Pick each line that has "this" out of the records.

GIVEN ENTRIES:
%%

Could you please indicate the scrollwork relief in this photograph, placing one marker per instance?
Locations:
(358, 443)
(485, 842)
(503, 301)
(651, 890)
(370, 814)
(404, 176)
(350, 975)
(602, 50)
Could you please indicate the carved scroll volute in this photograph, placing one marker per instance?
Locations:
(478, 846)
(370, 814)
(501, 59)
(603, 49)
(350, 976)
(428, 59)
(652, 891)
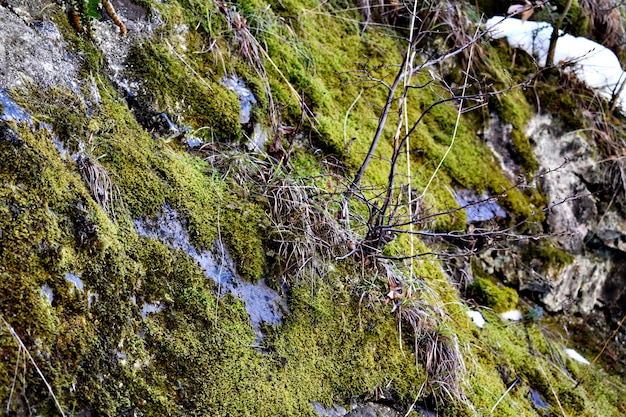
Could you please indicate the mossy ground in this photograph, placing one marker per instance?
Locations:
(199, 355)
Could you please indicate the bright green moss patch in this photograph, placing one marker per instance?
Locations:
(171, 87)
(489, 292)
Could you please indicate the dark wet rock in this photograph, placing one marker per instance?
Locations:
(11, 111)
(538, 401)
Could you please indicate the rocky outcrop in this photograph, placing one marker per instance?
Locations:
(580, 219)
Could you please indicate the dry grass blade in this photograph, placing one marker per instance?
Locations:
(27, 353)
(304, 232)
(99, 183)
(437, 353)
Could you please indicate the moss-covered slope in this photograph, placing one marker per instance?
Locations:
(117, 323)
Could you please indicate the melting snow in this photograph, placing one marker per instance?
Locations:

%%
%%

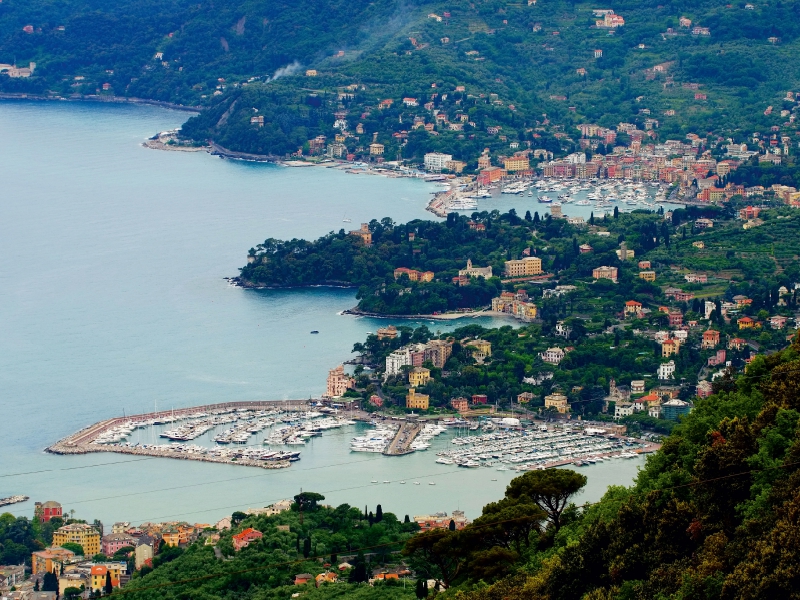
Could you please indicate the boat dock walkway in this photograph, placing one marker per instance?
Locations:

%%

THE COMPLETED TASK:
Could you please indicate the scrollwork relief in this photograph, placing one marker per instance?
Could you please indicate the carved scroll volute in this photograph, placing one marker per instance?
Could you please indicate the mossy ground in this photograph, placing one marker per instance?
Could you please indicate the bright green moss patch in this photograph, placing one marker per instance?
Could you please indicate the dark wet rock in this photograph, placing one marker per instance?
Could you please indicate the rocky outcrop in this photograph, placing one marker per instance?
Could you please indicate the dry grass blade in this photograph, placing one marker per instance?
Could you please indicate the moss-covered slope in this photograph, placing one marker per instance?
Could you please indicate the melting snow in this photograph, placing one marker per instance?
Could you please indicate the boat dock walkway in this photograph, placing one marker per instance?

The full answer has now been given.